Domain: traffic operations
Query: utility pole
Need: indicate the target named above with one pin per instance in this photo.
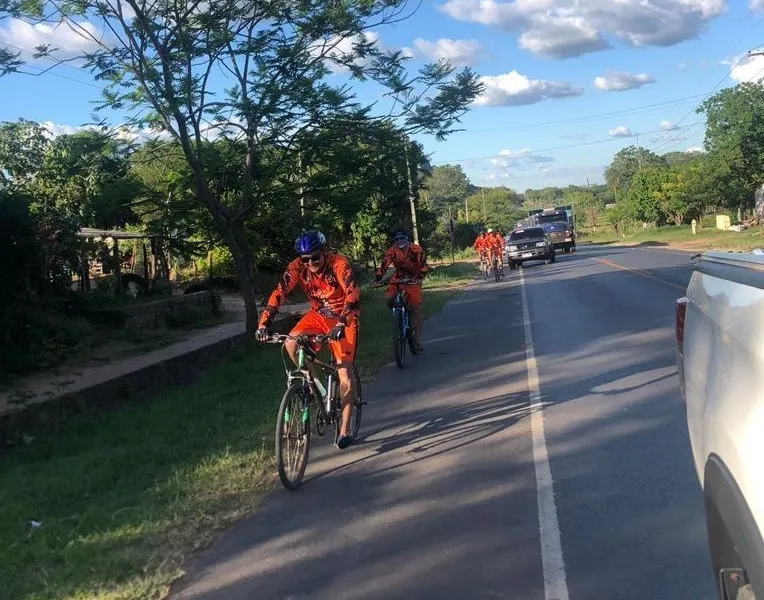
(411, 191)
(302, 186)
____________
Once the line with "Need: indicate the" is found, output it and every line after it through the end of the listing, exactly, without pictures.

Need: indicate the target named above with one pin per instance in this photo.
(411, 191)
(302, 186)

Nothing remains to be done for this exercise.